- DIRECTIONS FOR THIS TASK -
Lay out the rows below as a numbered list, skipping any blank lines. Leave the pictures out of your answer.

Dataset rows about object locations:
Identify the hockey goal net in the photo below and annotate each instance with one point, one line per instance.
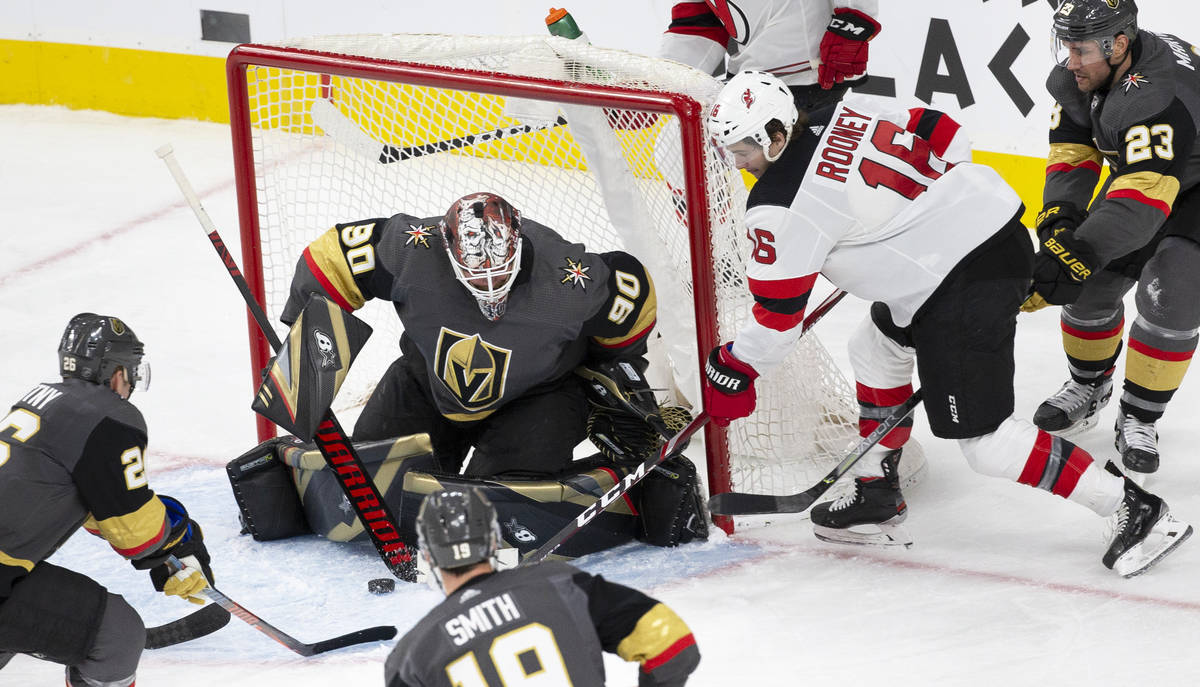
(606, 147)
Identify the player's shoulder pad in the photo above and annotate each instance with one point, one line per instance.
(780, 183)
(94, 402)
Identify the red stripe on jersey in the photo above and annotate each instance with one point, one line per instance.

- COMPLETED EXERCISE -
1. Identify the hockey goal net in the photo below and annotate each instance with one point, one line per instance.
2. (606, 147)
3. Identify the player's shoulder pad in the photo above and annotate each instance with one point, one line per instance.
4. (780, 183)
5. (94, 402)
6. Identify the red stripe on jersey in the photo above and annotate each instance with one point, one line per instance.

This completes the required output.